>> begin MATERIAL FOR THE TASK
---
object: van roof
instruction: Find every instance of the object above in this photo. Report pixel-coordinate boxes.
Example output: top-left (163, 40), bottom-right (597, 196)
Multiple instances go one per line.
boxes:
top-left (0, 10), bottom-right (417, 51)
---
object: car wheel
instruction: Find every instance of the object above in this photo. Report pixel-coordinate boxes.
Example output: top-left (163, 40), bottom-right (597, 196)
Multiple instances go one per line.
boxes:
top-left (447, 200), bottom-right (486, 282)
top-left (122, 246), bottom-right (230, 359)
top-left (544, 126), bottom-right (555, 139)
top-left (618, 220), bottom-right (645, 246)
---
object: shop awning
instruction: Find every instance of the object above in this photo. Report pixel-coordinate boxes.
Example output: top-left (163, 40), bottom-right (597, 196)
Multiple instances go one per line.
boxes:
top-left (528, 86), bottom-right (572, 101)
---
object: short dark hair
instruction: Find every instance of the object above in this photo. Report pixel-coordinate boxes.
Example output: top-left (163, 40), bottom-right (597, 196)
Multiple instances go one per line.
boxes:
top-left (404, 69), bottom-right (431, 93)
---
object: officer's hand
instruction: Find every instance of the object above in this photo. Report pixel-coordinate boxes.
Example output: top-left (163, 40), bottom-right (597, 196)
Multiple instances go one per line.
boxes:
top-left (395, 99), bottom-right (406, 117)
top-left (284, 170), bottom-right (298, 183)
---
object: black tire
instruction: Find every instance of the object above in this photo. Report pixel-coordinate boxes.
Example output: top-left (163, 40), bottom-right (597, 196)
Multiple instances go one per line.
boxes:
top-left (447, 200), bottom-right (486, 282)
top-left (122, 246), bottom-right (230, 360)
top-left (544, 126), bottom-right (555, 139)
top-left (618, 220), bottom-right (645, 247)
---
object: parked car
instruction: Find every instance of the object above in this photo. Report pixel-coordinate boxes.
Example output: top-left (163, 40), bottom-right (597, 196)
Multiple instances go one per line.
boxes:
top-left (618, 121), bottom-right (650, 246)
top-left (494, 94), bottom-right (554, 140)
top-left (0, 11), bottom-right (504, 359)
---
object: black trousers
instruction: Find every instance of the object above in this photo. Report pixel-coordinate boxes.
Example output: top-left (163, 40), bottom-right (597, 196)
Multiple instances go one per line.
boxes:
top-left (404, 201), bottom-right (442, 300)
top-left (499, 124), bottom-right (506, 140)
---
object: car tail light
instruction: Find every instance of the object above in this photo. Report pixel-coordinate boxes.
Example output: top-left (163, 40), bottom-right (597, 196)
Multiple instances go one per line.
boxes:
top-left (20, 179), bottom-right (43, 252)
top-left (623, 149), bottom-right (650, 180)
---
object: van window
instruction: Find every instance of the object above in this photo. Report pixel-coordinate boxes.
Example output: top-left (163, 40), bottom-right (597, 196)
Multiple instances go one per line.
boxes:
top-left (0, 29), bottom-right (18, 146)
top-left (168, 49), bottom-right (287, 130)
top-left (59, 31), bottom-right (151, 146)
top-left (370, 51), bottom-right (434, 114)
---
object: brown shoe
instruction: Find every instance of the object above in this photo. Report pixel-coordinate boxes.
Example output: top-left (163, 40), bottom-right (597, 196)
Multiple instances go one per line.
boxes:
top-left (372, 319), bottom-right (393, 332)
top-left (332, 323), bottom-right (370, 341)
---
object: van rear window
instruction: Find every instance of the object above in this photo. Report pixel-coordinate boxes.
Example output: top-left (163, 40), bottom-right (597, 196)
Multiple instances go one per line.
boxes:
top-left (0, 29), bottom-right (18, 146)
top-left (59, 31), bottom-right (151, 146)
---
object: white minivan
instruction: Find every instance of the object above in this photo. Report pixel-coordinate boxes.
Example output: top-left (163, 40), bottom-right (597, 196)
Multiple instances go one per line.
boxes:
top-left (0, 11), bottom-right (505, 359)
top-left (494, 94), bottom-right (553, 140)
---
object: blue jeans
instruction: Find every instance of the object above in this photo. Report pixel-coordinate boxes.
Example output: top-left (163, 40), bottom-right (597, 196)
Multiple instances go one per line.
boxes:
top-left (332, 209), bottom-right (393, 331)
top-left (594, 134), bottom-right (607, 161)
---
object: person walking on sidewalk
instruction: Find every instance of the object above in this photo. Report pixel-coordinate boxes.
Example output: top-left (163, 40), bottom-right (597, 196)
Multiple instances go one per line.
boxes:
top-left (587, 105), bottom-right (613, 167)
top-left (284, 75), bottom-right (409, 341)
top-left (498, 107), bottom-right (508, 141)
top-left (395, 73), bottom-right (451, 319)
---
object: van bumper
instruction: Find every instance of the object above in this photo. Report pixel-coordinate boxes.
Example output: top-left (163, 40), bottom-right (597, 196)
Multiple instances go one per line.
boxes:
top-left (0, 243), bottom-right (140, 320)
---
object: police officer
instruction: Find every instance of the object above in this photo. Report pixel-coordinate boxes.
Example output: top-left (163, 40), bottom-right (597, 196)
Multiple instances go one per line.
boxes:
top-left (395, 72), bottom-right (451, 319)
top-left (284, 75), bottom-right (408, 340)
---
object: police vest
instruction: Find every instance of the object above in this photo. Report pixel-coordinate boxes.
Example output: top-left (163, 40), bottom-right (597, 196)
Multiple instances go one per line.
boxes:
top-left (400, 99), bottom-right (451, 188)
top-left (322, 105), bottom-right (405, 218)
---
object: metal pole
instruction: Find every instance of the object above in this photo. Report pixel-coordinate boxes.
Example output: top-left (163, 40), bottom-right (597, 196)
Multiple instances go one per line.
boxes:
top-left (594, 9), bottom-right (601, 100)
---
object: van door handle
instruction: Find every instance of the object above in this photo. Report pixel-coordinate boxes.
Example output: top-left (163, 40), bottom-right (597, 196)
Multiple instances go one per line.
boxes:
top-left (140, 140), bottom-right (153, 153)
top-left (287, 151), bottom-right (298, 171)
>> end MATERIAL FOR THE TASK
* SET PROBLEM:
Reproduce all of the records above, swapping every occurrence of "Find every instance" for "Locate each instance" and leaving everything else unchanged.

* TASK RESULT:
---
object: van roof
instruction: Locate each instance of the object above in this photo. Report pixel-coordinate boxes.
Example output: top-left (163, 40), bottom-right (597, 196)
Multiple instances go one per line.
boxes:
top-left (0, 10), bottom-right (417, 51)
---
object: car wheel
instruction: Locate each instance of the object above in this photo. Report pixel-coordinate boxes.
Example output: top-left (163, 40), bottom-right (597, 196)
Multiple instances go one per line.
boxes:
top-left (447, 200), bottom-right (486, 282)
top-left (122, 246), bottom-right (230, 359)
top-left (544, 126), bottom-right (555, 139)
top-left (618, 220), bottom-right (645, 246)
---
object: shop awning
instruction: Locate each instance of the object above in this photo. Report pixel-coordinate boxes.
Example output: top-left (163, 40), bottom-right (597, 196)
Multiple instances go one per line.
boxes:
top-left (528, 86), bottom-right (572, 101)
---
object: short dark hair
instruction: Locate each instance of the object above in this photo. Report pixel-coordinate boxes.
Example output: top-left (163, 40), bottom-right (597, 196)
Multiple instances go one per line.
boxes:
top-left (404, 69), bottom-right (431, 93)
---
object: officer's hand
instruction: Locate each instance of the object above in this photo. Report pixel-coordinate boxes.
Example output: top-left (163, 40), bottom-right (597, 196)
Multiple instances go one per line.
boxes:
top-left (395, 99), bottom-right (406, 117)
top-left (284, 170), bottom-right (298, 183)
---
object: black tire
instruction: Locate each instance of the object above in this photo. Report pixel-coordinate boxes.
Example output: top-left (163, 40), bottom-right (597, 196)
Multiple instances go one per line.
boxes:
top-left (447, 200), bottom-right (486, 282)
top-left (122, 246), bottom-right (230, 360)
top-left (544, 126), bottom-right (555, 139)
top-left (618, 220), bottom-right (645, 247)
---
object: parked car
instruction: Locate each instance of the object above in this photo. Report pixel-coordinate boxes.
Example output: top-left (163, 40), bottom-right (597, 196)
Multiple instances go one per line.
boxes:
top-left (618, 121), bottom-right (650, 246)
top-left (494, 94), bottom-right (554, 140)
top-left (0, 11), bottom-right (504, 359)
---
object: black trousers
instruction: Locate each instance of the object above in this photo. Report pixel-coordinate boxes.
Example output: top-left (163, 40), bottom-right (597, 196)
Multiple instances go one per line.
boxes:
top-left (404, 201), bottom-right (442, 300)
top-left (499, 124), bottom-right (506, 140)
---
object: car tail light
instruction: Locate each instance of the object above in this photo. Report pixel-coordinate boxes.
Example output: top-left (163, 40), bottom-right (597, 196)
Multiple instances go one per line.
boxes:
top-left (20, 179), bottom-right (43, 252)
top-left (623, 149), bottom-right (650, 180)
---
object: van window
instruction: Locate each instance of the object above in this photo. Report pixel-coordinate boxes.
Example output: top-left (163, 40), bottom-right (597, 196)
Multiple instances go one per line.
boxes:
top-left (0, 29), bottom-right (18, 146)
top-left (168, 49), bottom-right (287, 130)
top-left (59, 31), bottom-right (151, 146)
top-left (370, 51), bottom-right (434, 114)
---
object: brown shoe
instruction: Locate each instance of the object above in this photo. Report pixel-coordinate boxes.
Example output: top-left (163, 40), bottom-right (597, 196)
Multiple instances go one per line.
boxes:
top-left (372, 319), bottom-right (393, 332)
top-left (332, 323), bottom-right (370, 341)
---
object: van rear window
instruction: Locate each instance of the object above in this photo. Report pixel-coordinate boxes.
Example output: top-left (163, 40), bottom-right (597, 196)
Multiple instances go one per line.
boxes:
top-left (0, 29), bottom-right (18, 146)
top-left (59, 31), bottom-right (151, 146)
---
object: white minivan
instruction: Locate each instance of the object above in this photo. Report pixel-coordinate boxes.
Example output: top-left (163, 40), bottom-right (597, 196)
Multiple instances go one per line.
boxes:
top-left (0, 11), bottom-right (505, 359)
top-left (494, 94), bottom-right (553, 140)
---
object: blue jeans
instruction: Locate each instance of the object above in this photo. Report pixel-coordinate boxes.
Example output: top-left (163, 40), bottom-right (597, 196)
Multiple instances go one per line.
boxes:
top-left (332, 209), bottom-right (393, 331)
top-left (594, 134), bottom-right (607, 161)
---
object: person walking on sidewalk
instruction: Locate each instance of the object above in this photo. Report pixel-coordinate boxes.
Example output: top-left (163, 40), bottom-right (597, 196)
Multiple instances go one per line.
boxes:
top-left (587, 105), bottom-right (613, 167)
top-left (284, 75), bottom-right (409, 341)
top-left (498, 107), bottom-right (508, 141)
top-left (395, 73), bottom-right (451, 319)
---
object: van bumper
instruction: Locate each instance of the object above in this photo. Report pixel-coordinate boxes.
Example output: top-left (163, 40), bottom-right (597, 196)
Multiple instances go one per line.
boxes:
top-left (0, 243), bottom-right (140, 320)
---
object: police officer
instruction: Locate each instance of the object above in this photo. Report pixel-coordinate boxes.
Example output: top-left (163, 40), bottom-right (597, 196)
Multiple instances go one per line.
boxes:
top-left (395, 72), bottom-right (451, 319)
top-left (284, 75), bottom-right (408, 340)
---
object: police vest
instruction: Locate each instance of the object above in this photo. Report pixel-coordinate boxes.
Example output: top-left (163, 40), bottom-right (597, 196)
Multiple instances go one per line.
boxes:
top-left (400, 99), bottom-right (451, 188)
top-left (322, 105), bottom-right (405, 218)
---
object: metal pole
instruction: Locate each instance of the object above in this photo. Report pixel-coordinate boxes.
Example output: top-left (163, 40), bottom-right (597, 196)
Multiple instances go one per line.
boxes:
top-left (594, 9), bottom-right (601, 100)
---
object: van door handle
instruction: Locate each instance of the object above in this photo. Report pixel-coordinate boxes.
Example output: top-left (163, 40), bottom-right (597, 196)
Multiple instances go one per line.
boxes:
top-left (140, 140), bottom-right (153, 153)
top-left (287, 151), bottom-right (298, 171)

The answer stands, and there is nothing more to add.